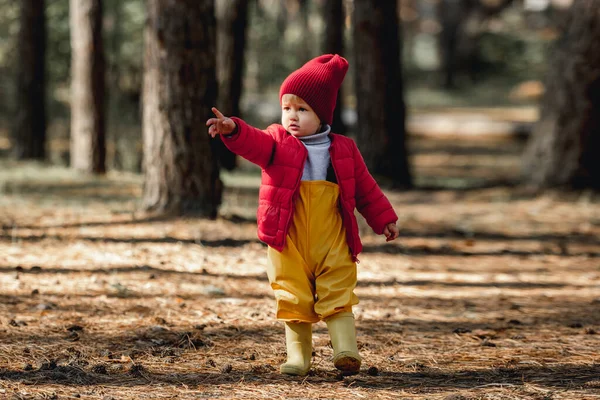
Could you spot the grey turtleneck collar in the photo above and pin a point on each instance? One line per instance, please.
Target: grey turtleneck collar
(315, 168)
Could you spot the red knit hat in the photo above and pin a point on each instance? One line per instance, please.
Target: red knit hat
(317, 83)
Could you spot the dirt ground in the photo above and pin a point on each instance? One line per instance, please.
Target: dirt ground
(491, 292)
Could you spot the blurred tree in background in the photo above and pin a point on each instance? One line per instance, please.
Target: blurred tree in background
(565, 145)
(333, 43)
(181, 173)
(445, 43)
(88, 111)
(29, 130)
(232, 19)
(381, 130)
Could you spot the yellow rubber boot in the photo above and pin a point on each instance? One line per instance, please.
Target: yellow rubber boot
(343, 339)
(298, 338)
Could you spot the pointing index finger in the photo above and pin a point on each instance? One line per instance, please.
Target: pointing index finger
(217, 113)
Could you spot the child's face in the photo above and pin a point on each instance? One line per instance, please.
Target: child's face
(297, 117)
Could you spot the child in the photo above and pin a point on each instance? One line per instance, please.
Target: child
(312, 180)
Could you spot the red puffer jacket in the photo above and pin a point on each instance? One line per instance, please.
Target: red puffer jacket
(281, 157)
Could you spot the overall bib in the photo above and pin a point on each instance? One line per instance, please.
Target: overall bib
(314, 276)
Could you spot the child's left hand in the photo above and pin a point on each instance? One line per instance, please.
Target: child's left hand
(391, 231)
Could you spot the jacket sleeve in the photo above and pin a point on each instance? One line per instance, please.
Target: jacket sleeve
(370, 200)
(253, 144)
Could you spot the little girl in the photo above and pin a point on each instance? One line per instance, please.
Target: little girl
(312, 181)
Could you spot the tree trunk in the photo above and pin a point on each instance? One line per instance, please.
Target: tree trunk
(381, 130)
(564, 149)
(88, 125)
(333, 14)
(462, 26)
(180, 86)
(29, 131)
(232, 17)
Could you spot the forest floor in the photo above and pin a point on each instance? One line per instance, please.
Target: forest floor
(491, 292)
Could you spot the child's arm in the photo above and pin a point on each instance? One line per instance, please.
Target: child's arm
(371, 202)
(253, 144)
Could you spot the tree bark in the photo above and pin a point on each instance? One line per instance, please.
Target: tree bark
(29, 131)
(564, 149)
(88, 125)
(333, 14)
(180, 86)
(232, 17)
(381, 132)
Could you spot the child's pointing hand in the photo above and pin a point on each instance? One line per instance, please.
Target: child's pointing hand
(391, 232)
(221, 125)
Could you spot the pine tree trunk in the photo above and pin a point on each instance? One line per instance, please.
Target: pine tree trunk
(381, 130)
(29, 131)
(181, 174)
(232, 17)
(88, 125)
(564, 149)
(333, 14)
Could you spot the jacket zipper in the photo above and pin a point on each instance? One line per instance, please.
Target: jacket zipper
(295, 195)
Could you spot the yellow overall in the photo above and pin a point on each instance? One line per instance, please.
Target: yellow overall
(314, 276)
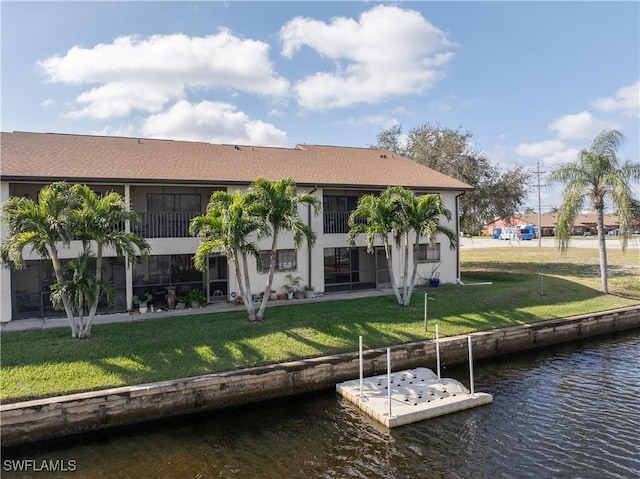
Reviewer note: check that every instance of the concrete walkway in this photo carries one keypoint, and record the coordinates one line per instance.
(221, 307)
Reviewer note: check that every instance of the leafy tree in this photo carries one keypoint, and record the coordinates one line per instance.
(276, 203)
(597, 176)
(496, 194)
(44, 226)
(395, 214)
(227, 227)
(99, 220)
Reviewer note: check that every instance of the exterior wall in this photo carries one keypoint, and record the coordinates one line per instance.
(310, 263)
(5, 273)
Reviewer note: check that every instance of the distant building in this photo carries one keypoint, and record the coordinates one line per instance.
(583, 223)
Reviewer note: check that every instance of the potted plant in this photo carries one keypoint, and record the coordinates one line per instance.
(142, 301)
(292, 285)
(434, 279)
(195, 297)
(308, 291)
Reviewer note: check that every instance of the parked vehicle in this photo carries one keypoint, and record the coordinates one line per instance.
(508, 234)
(526, 232)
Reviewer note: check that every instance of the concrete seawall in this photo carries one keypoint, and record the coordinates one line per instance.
(36, 420)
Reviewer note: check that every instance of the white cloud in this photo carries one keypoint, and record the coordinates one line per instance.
(389, 52)
(212, 122)
(560, 157)
(550, 153)
(579, 126)
(147, 73)
(626, 100)
(538, 150)
(381, 121)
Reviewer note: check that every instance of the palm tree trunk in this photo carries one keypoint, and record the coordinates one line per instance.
(414, 274)
(65, 299)
(247, 299)
(392, 278)
(602, 247)
(405, 272)
(272, 268)
(94, 306)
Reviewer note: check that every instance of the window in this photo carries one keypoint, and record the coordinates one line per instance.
(286, 260)
(428, 253)
(173, 203)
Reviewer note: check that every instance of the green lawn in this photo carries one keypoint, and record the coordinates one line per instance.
(46, 363)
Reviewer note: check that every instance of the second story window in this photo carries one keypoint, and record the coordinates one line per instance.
(429, 253)
(286, 260)
(173, 203)
(336, 210)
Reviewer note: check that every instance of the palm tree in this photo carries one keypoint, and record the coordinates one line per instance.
(226, 227)
(276, 203)
(101, 219)
(423, 217)
(597, 176)
(378, 217)
(42, 225)
(82, 289)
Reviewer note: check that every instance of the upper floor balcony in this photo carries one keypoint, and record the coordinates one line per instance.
(165, 225)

══════════════════════════════

**About this task**. Of the lines above, output exactly those from the line bearing "Could you spot the tree trunk" through the line bearing "Could you spot the child's pointing", inclusive.

**Response box**.
Could you spot the tree trunk in the photo above and pin a point on each instance? One line per instance, please.
Target: tree trunk
(381, 130)
(564, 149)
(88, 125)
(333, 14)
(462, 26)
(180, 86)
(29, 131)
(232, 17)
Could you spot the forest floor in the photo above and pin a point on each instance? One line per instance, please.
Target: forest floor
(491, 292)
Could you spot the child's arm in the photo above and pin a point on each instance? One line per instance, please.
Target: child's arm
(371, 202)
(253, 144)
Could you spot the tree bark in the photo above and pin a point on each instance? One line per instance, please.
Target: tree bark
(29, 131)
(564, 149)
(88, 125)
(333, 14)
(180, 86)
(232, 17)
(381, 132)
Could you spot the child's pointing hand in the photo above and pin a point on each instance? One line per instance, please.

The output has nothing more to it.